→ **TASK INSTRUCTIONS**:
Which nations won medals in the 1936 Olympic men's team sabre, according to the source text? List all of them.

→ **SOURCE TEXT**:
※ ※ ※
- Venue: Imperial Sports Field, Berlin
- Dates: 12 – 13 August 1936
- Competitors: 107 from 21 nations

Medalists
- 1st place, gold medalist(s):  / Aladár Gerevich, Tibor Berczelly, Pál Kovács, Endre Kabos, László Rajcsányi, Imre Rajczy / Hungary
- 2nd place, silver medalist(s):  / Giulio Gaudini, Gustavo Marzi, Aldo Masciotta, Vincenzo Pinton, Aldo Montano, Athos Tanzini / Italy
- 3rd place, bronze medalist(s):  / Richard Wahl, Julius Eisenecker, Erwin Casmir, August Heim, Hans Esser, Hans-Georg Jörger / Germany

= Fencing at the 1936 Summer Olympics – Men's team sabre =

The men's team sabre was one of seven fencing events on the fencing at the 1936 Summer Olympics programme. It was the seventh appearance of the event. The competition was held from 12 August 1936 to 13 August 1936. 107 fencers from 21 nations competed. Each team could have a maximum of six fencers, with four participating in any given match.

The competition format continued the pool play round-robin from prior years. Each of the four fencers from one team would face each of the four from the other, for a total of 16 bouts per match. The team that won more bouts won the match, with competition potentially stopping when one team reached 9 points out of the possible 16 (this did not always occur and matches sometimes continued). If the bouts were 8–8, touches received was used to determine the winning team. Pool matches unnecessary to the result were not played.
※ ※ ※
→ **COLLECTED MATERIAL**:

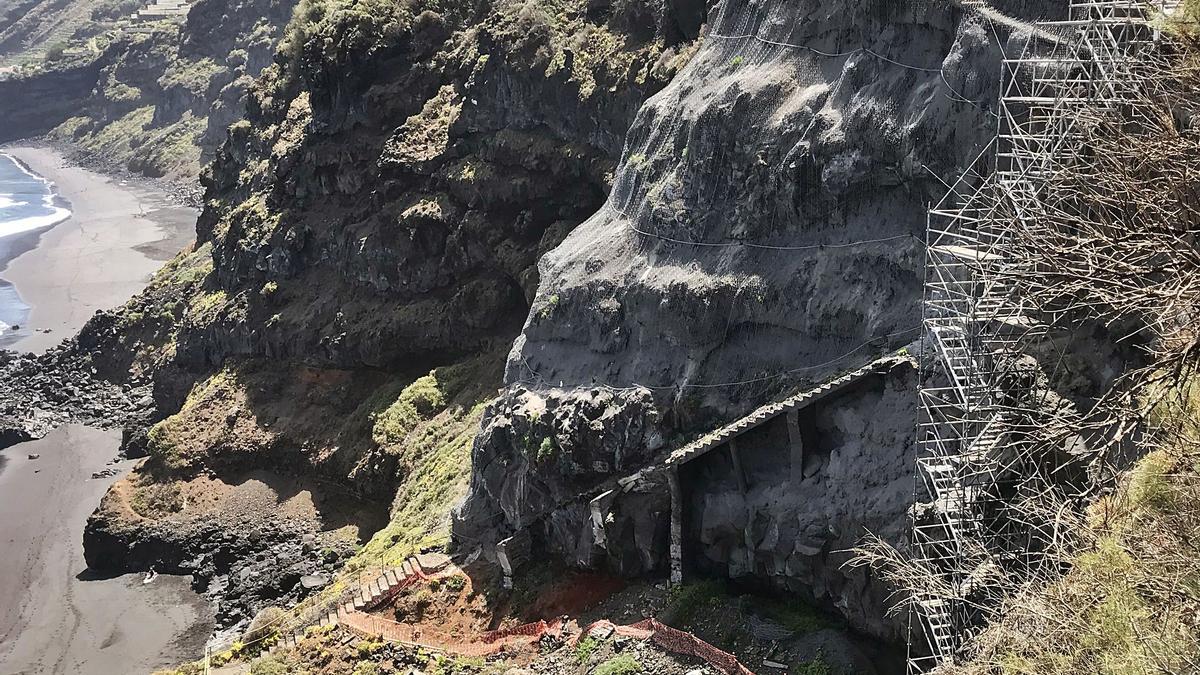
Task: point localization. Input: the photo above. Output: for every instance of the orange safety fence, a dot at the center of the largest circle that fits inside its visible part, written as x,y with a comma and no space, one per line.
※ ※ ※
→ **OUTPUT OF THE EXERCISE**:
Hungary, Italy, Germany